* _Assignment_
Give back an exact copy of the lines below, from the first through the line with "Target: red berry cluster"; please stop there.

*** Available data Section Begins ***

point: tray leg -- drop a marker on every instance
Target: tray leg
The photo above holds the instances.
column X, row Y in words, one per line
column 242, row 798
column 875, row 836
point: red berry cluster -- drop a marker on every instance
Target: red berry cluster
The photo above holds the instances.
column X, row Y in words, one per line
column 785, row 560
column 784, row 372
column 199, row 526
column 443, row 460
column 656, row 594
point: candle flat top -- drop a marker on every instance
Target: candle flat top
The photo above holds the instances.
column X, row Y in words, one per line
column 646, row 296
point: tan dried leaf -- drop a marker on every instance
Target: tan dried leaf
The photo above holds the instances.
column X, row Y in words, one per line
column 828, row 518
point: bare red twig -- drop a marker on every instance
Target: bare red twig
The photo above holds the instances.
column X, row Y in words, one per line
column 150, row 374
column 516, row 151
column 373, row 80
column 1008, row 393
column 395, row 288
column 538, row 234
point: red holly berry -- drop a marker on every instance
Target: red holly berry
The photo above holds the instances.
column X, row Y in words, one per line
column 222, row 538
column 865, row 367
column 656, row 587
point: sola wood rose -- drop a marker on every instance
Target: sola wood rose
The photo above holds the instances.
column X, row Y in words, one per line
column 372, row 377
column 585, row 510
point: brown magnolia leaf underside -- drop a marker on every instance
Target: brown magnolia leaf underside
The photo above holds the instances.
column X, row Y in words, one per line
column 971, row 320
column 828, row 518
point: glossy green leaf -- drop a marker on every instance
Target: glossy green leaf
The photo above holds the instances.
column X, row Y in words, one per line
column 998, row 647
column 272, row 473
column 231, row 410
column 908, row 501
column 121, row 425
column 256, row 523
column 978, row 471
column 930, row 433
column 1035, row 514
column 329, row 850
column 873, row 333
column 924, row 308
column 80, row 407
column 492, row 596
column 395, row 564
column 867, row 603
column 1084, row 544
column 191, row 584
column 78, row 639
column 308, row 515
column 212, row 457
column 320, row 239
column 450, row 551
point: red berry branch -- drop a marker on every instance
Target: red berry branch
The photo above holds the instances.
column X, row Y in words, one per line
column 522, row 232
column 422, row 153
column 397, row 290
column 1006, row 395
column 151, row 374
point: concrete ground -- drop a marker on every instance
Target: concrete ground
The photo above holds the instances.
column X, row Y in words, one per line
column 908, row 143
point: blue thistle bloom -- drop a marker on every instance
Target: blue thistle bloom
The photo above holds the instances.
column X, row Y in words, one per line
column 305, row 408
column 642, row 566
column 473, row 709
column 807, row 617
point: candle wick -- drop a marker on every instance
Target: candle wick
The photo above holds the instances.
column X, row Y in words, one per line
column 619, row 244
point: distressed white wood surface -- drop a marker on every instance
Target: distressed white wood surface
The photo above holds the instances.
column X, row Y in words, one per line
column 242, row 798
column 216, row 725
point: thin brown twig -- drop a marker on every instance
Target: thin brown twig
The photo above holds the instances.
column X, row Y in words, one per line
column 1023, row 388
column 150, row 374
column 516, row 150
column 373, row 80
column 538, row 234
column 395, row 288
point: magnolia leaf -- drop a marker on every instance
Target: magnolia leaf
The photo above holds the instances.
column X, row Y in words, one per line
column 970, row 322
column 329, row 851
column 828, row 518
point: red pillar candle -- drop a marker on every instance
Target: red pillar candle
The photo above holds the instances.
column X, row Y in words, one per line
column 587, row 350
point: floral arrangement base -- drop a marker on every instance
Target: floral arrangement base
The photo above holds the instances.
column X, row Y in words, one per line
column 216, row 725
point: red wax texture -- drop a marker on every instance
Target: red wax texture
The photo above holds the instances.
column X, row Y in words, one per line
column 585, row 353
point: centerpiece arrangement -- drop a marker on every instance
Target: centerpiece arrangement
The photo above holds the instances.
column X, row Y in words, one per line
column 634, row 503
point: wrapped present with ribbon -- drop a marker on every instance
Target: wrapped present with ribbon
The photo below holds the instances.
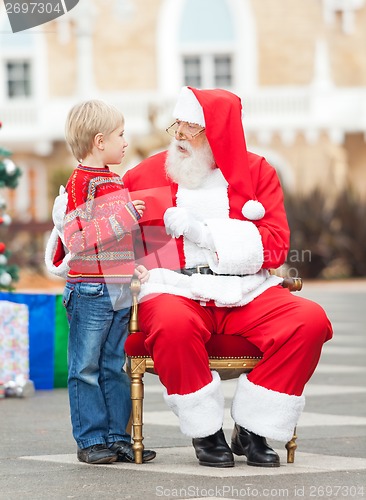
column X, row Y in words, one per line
column 14, row 342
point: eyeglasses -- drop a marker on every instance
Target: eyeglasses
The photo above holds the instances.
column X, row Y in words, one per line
column 189, row 135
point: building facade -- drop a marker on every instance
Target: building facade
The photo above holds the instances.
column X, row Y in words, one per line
column 299, row 66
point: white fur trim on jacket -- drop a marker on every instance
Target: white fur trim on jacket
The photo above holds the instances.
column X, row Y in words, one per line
column 200, row 413
column 226, row 291
column 268, row 413
column 63, row 268
column 208, row 201
column 239, row 248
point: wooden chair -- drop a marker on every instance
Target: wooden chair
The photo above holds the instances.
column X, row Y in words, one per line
column 229, row 355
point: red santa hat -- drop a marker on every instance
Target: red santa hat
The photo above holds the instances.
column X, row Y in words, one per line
column 219, row 111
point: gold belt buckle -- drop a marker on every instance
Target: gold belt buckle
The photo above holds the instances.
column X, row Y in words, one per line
column 203, row 266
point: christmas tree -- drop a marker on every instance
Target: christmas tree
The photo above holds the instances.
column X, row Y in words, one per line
column 9, row 174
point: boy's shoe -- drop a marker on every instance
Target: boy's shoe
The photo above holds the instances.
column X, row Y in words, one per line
column 125, row 452
column 96, row 454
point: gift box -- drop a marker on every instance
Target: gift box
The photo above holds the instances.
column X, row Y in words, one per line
column 14, row 341
column 48, row 334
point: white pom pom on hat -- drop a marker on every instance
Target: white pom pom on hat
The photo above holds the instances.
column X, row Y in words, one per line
column 188, row 109
column 220, row 112
column 253, row 210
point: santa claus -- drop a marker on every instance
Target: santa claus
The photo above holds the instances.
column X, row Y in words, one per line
column 214, row 225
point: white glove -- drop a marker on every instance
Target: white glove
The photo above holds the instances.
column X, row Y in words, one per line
column 180, row 222
column 59, row 211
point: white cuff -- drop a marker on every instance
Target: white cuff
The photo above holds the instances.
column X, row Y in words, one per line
column 268, row 413
column 200, row 413
column 238, row 244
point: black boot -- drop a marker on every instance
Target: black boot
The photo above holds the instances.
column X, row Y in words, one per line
column 213, row 450
column 254, row 447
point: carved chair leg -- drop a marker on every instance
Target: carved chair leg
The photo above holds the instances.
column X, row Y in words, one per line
column 291, row 448
column 137, row 396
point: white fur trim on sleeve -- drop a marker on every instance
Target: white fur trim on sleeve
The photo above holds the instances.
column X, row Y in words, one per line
column 253, row 210
column 239, row 248
column 268, row 413
column 200, row 413
column 63, row 268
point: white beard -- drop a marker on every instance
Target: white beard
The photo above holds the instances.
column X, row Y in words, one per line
column 189, row 171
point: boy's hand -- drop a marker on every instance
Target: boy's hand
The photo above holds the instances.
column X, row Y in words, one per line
column 142, row 273
column 59, row 211
column 140, row 206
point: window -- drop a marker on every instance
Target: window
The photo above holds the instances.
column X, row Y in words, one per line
column 192, row 71
column 223, row 71
column 18, row 76
column 207, row 48
column 208, row 70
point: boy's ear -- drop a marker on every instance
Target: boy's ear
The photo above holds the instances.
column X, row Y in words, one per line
column 99, row 141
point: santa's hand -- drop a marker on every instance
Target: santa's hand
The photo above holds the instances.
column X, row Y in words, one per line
column 59, row 211
column 179, row 222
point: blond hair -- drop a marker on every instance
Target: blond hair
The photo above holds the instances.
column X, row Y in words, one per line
column 87, row 119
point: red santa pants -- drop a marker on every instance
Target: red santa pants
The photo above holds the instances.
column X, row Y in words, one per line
column 288, row 329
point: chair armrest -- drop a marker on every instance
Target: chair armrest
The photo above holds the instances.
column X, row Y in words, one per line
column 135, row 290
column 293, row 284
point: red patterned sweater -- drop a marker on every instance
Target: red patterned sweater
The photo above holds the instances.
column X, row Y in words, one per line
column 98, row 223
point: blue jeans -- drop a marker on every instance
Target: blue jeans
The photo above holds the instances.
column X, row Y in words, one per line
column 99, row 388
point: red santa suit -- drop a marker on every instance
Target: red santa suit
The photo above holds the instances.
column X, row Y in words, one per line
column 241, row 207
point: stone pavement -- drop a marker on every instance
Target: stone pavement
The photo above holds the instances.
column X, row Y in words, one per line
column 38, row 459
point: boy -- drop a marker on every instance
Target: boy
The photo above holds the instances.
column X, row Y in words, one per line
column 96, row 231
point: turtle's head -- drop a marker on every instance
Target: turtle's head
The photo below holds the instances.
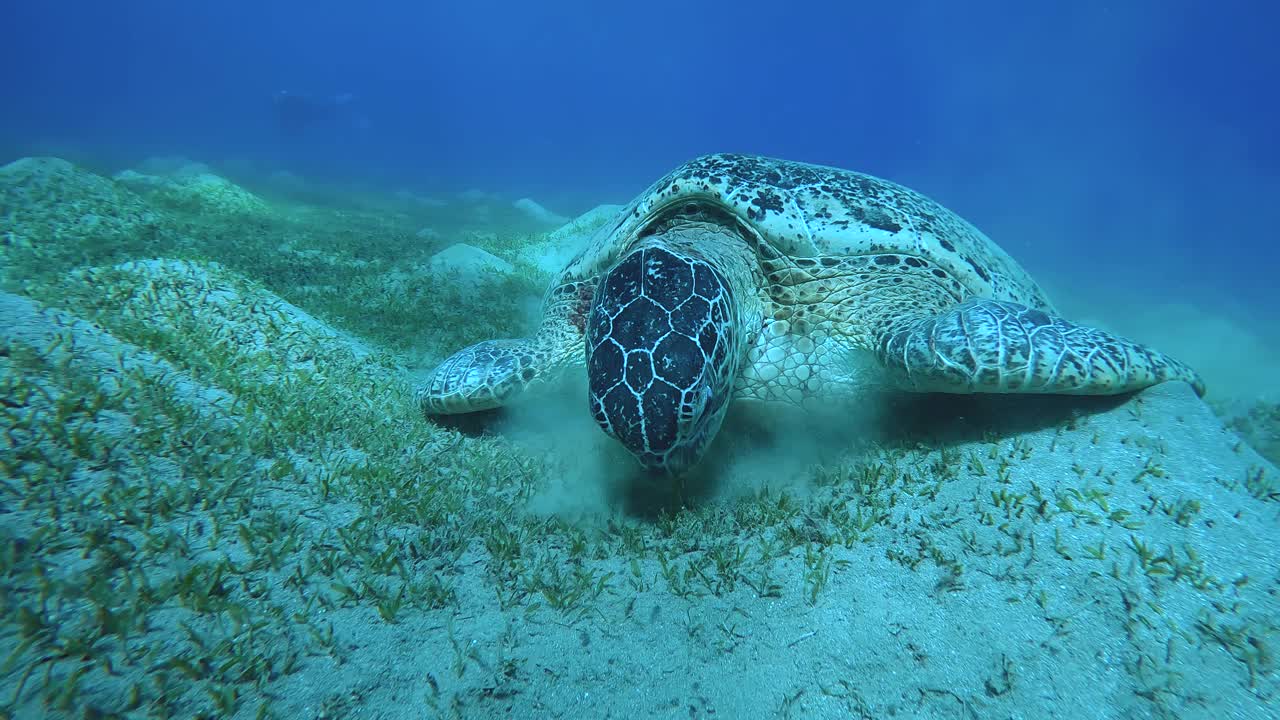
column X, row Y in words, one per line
column 662, row 345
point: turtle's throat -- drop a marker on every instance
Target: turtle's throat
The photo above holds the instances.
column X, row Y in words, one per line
column 663, row 346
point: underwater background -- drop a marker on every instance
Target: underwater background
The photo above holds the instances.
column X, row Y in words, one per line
column 1087, row 137
column 236, row 236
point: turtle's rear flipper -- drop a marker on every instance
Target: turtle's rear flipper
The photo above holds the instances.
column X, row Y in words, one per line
column 995, row 346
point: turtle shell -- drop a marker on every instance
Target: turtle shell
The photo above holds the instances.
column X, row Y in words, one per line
column 805, row 210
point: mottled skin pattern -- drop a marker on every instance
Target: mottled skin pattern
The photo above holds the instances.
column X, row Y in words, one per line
column 750, row 278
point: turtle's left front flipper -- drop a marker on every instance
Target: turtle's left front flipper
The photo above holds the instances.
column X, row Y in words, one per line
column 996, row 346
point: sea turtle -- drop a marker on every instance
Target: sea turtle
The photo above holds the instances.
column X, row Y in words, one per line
column 745, row 277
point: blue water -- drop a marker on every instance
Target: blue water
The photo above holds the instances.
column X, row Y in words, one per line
column 1068, row 131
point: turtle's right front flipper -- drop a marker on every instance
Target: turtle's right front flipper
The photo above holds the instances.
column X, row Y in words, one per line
column 996, row 346
column 492, row 373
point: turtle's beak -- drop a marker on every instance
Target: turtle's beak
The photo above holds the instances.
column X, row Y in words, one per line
column 661, row 367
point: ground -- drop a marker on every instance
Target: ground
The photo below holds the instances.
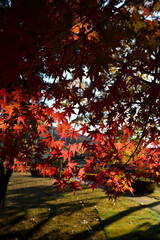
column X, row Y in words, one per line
column 35, row 210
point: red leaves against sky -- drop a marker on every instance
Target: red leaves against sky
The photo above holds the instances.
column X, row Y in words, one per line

*** Available data Section Ends ***

* _Solution for this task_
point: tray leg -- drop a marker on every instance
Target: tray leg
The photo above holds the instances.
column X, row Y in words, one per line
column 242, row 798
column 875, row 836
point: red berry cluster -- drop a marker on every instance
Target: red berry cluster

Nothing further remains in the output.